HOW TO COMPLETE THIS TASK:
Every record below, from first to last: print it exactly as shown.

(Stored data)
▬▬▬

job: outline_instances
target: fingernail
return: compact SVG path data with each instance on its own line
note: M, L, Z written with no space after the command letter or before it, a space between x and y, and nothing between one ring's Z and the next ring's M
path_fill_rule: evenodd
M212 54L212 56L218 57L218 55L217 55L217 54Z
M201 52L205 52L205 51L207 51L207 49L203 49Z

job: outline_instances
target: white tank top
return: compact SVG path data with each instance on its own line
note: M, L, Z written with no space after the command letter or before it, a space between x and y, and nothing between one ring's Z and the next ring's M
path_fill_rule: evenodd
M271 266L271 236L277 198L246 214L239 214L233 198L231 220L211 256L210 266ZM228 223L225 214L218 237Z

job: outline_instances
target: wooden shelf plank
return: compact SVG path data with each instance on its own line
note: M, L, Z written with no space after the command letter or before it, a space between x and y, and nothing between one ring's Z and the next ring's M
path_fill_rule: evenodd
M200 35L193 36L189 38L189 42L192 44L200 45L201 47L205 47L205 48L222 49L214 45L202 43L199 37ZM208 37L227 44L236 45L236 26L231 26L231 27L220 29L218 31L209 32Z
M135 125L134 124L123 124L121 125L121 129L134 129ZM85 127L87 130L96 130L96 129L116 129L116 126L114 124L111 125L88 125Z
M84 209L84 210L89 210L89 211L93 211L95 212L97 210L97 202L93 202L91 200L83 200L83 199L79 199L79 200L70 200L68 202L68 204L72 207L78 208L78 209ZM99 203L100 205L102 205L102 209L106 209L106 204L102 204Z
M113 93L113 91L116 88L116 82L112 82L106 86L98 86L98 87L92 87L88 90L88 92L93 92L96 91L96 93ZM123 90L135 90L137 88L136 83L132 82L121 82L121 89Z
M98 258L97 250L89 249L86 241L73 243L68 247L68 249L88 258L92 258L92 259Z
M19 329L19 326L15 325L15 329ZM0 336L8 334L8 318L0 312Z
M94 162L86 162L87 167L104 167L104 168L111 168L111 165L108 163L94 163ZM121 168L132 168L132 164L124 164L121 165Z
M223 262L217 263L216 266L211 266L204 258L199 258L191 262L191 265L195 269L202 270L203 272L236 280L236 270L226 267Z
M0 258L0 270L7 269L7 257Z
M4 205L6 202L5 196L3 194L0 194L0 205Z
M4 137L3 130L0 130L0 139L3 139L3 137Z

▬▬▬

SOLVED PROBLEM:
job: outline_instances
target: fingernail
return: compact SVG path data with each instance on its own line
note: M, L, Z written with no space after the command letter or before it, a space between x and y, and nothing between one ring's Z and the next ring's M
path_fill_rule: evenodd
M212 54L212 56L218 57L218 55L217 55L217 54Z
M201 52L205 52L205 51L207 51L207 49L203 49Z

job: outline_instances
target: white tank top
return: compact SVG path data with each instance on its own line
note: M, L, Z written with no space after the command letter or before it, a space between x and y, and nothing between one ring's Z and the next ring's M
path_fill_rule: evenodd
M271 266L271 236L277 198L246 214L239 214L233 198L231 220L211 256L210 266ZM228 223L225 214L218 237Z

job: outline_instances
target: wooden shelf plank
return: compact SVG path data with each instance on its own line
note: M, L, Z written with no space after the command letter or before it, a space between x and y, and nothing between one ring's Z and the next ring's M
path_fill_rule: evenodd
M200 35L193 36L189 38L189 42L192 44L200 45L201 47L205 47L205 48L222 49L214 45L202 43L199 37ZM208 37L227 44L236 45L236 26L231 26L231 27L220 29L218 31L209 32Z
M135 125L134 124L123 124L121 125L121 129L134 129ZM85 127L87 130L96 130L96 129L116 129L116 126L114 124L111 125L88 125Z
M84 209L84 210L89 210L89 211L93 211L95 212L97 210L97 202L93 202L91 200L83 200L83 199L79 199L79 200L70 200L68 202L68 204L72 207L78 208L78 209ZM99 203L100 205L102 205L102 209L106 209L106 204L102 204Z
M113 93L113 91L116 88L116 82L112 82L106 86L98 86L98 87L92 87L88 90L88 92L93 92L96 91L96 93ZM123 90L135 90L137 88L136 83L132 82L121 82L121 89Z
M98 258L97 250L89 249L86 241L73 243L68 247L68 249L88 258L92 258L92 259Z
M19 329L19 326L15 325L15 329ZM0 336L8 334L8 318L0 312Z
M94 162L86 162L87 167L104 167L104 168L111 168L111 165L108 163L94 163ZM121 168L132 168L132 164L124 164L121 165Z
M223 262L217 263L216 266L211 266L204 258L199 258L191 262L191 265L195 269L202 270L203 272L236 280L236 270L226 267Z
M0 258L0 270L7 269L7 257Z
M4 205L6 202L5 196L3 194L0 194L0 205Z
M4 137L3 130L0 130L0 139L3 139L3 137Z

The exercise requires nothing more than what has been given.